TASK TO CARRY OUT - Rewrite the part of the data that opens with the line containing "Task: Expected behaviour is that every instance of the drooping" and runs through the end of the data, changing "serrated" to "toothed" and keeping everything else the same.

SUPPLIED MATERIAL -
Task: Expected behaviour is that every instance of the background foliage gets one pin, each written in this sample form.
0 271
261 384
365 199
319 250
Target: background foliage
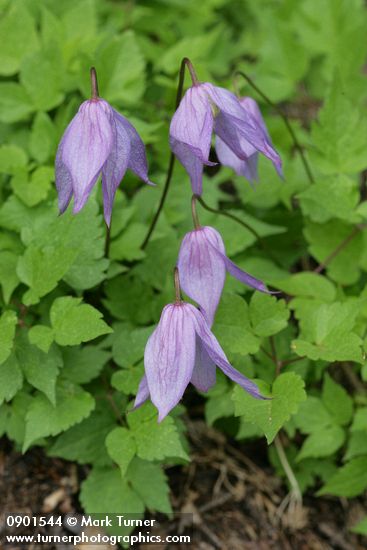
74 324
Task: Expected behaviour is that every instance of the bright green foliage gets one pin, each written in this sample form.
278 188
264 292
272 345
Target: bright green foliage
8 321
270 414
74 324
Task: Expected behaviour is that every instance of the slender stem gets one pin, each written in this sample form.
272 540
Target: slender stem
94 83
195 217
107 241
286 122
228 215
287 469
339 248
171 164
189 65
177 285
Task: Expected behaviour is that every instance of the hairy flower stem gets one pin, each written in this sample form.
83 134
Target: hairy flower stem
295 490
297 144
176 278
94 83
238 220
195 217
184 63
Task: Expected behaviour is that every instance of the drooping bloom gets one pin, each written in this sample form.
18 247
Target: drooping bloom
97 141
202 263
182 349
247 166
206 108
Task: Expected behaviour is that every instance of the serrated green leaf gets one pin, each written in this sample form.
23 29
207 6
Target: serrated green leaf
85 442
83 364
267 314
8 322
323 441
271 414
41 336
74 322
121 447
155 441
232 326
150 483
349 481
337 401
18 32
43 419
11 378
40 369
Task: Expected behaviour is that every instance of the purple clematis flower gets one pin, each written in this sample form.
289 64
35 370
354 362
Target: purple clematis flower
182 349
246 167
205 108
97 141
202 263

OUTPUT FOR THIS EXERCISE -
Task: Expected behaviour is that every instance of the drooping bloom gets one pin, each written in this sample form.
18 247
Target: drooping bloom
97 141
202 263
182 349
247 166
206 108
Task: Expected behaviour is that every instance of the toothed green leaf gets one pin, each written in this sample form.
23 29
207 6
Target: toothed green leaf
85 442
83 364
267 314
8 322
323 441
271 414
41 336
74 322
121 447
155 441
232 326
150 483
349 481
337 401
18 32
43 419
11 378
40 369
Task: Expected behaviour is that every instance of the purple clematis flower gets one pin, each written in this sample form.
289 64
35 370
354 362
Target: purple clematis flower
182 349
246 167
205 108
97 141
202 263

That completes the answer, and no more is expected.